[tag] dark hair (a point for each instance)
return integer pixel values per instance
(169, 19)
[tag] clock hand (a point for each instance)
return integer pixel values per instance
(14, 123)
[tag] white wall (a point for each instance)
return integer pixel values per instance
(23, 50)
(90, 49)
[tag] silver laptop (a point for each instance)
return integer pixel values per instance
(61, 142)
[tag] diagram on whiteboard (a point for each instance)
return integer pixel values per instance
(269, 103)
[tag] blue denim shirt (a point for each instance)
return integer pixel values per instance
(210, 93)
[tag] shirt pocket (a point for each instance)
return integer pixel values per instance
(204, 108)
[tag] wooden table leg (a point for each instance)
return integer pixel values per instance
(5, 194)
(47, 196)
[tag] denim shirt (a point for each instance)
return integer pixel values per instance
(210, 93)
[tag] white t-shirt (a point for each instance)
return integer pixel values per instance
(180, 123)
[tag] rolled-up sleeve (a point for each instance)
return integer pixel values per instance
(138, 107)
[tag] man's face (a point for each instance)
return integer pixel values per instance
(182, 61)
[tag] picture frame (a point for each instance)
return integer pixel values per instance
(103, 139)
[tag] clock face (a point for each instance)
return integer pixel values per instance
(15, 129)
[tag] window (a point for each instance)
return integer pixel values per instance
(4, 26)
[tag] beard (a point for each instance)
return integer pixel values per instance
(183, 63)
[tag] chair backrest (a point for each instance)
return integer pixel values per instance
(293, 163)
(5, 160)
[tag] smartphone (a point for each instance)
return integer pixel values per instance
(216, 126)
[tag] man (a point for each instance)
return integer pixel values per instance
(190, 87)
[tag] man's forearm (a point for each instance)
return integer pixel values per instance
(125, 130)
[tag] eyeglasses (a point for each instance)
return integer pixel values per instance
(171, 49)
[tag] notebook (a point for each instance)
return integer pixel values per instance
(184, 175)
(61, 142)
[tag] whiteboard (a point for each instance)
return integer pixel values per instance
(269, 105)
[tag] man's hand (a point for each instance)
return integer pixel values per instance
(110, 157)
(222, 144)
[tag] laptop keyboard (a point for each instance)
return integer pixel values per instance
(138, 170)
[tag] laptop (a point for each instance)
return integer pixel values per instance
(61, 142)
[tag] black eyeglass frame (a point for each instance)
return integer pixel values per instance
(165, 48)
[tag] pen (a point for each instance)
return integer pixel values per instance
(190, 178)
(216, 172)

--------

→ PROBLEM REQUIREMENTS
Give the data again in full, keeping every line as it was.

→ EXERCISE ANSWER
[tag] dark hair (a point for each instance)
return integer pixel values per instance
(169, 19)
[tag] clock hand (a point for each instance)
return integer pixel values per instance
(14, 123)
[tag] white wall (a point for each instance)
return integer pixel values per instance
(23, 50)
(90, 49)
[tag] silver laptop (a point for each instance)
return integer pixel values per instance
(61, 142)
[tag] diagram on whiteboard (a point for each instance)
return integer pixel values per instance
(269, 103)
[tag] blue denim shirt (a point for each instance)
return integer pixel values per instance
(210, 93)
[tag] shirt pocket (a point for each instance)
return integer pixel values per instance
(204, 108)
[tag] wooden table leg (a point for each instance)
return integer pixel values per instance
(5, 194)
(47, 196)
[tag] denim shirt (a point for each instance)
return integer pixel values per instance
(210, 93)
[tag] white t-shirt (a point for each instance)
return integer pixel values per instance
(180, 123)
[tag] rolled-up sleeve (a point for each instance)
return integer pixel values per instance
(138, 107)
[tag] man's face (a point for each instance)
return integer pixel values per instance
(182, 61)
[tag] picture frame (a point for each instance)
return integer pixel values per instance
(103, 139)
[tag] clock face (a point for each instance)
return integer pixel values per instance
(15, 129)
[tag] window (a point for each instance)
return integer pixel values per instance
(4, 26)
[tag] beard (a point for each instance)
return integer pixel values per instance
(183, 63)
[tag] chair backrest (a point for each instance)
return integer pixel values per instance
(293, 163)
(5, 160)
[tag] smartphone (a point for each instance)
return integer pixel values per instance
(216, 126)
[tag] man (a point for each instance)
return integer pixel values per instance
(190, 87)
[tag] man's forearm (a point for each instance)
return integer pixel values per instance
(125, 130)
[tag] eyeglasses (a point for each instance)
return integer pixel values per instance
(171, 49)
[tag] notebook (a point for each instance)
return integer pixel values per instance
(184, 175)
(61, 142)
[tag] whiteboard (a point for each instance)
return integer pixel values per instance
(269, 105)
[tag] man's hand (a point for each instance)
return integer pixel values per instance
(110, 157)
(222, 144)
[tag] laptop keyboard (a point for each instance)
return integer pixel values per instance
(138, 170)
[tag] laptop (a point for each instance)
return integer pixel values per instance
(61, 142)
[tag] black eyeglass frame (a point for each instance)
return integer pixel values per instance
(165, 48)
[tag] pen (a point for each instance)
return integer pixel values per instance
(190, 178)
(216, 172)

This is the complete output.